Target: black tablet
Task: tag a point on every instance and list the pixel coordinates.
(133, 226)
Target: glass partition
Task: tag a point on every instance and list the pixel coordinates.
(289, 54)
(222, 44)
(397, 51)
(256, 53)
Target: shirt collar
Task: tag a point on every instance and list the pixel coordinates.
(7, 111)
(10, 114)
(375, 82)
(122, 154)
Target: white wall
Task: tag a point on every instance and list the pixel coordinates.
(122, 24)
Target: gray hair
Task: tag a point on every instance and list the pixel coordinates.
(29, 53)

----------

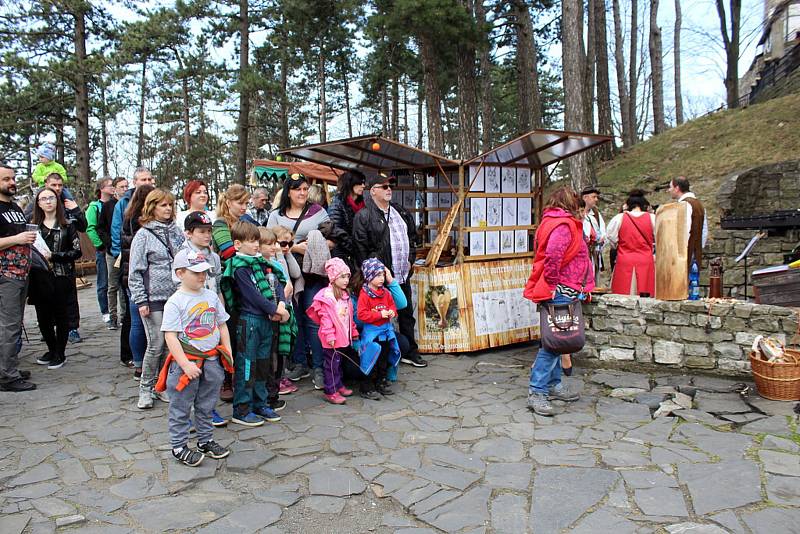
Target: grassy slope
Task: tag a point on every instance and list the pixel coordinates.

----------

= Required task =
Extract each line in the data above that contains the string "Target", reproducing those lines verbatim in their original order.

= Problem solution =
Target: black tablet
Target: glass partition
Target: shirt collar
Target: white wall
Target: gray hair
Target: grassy slope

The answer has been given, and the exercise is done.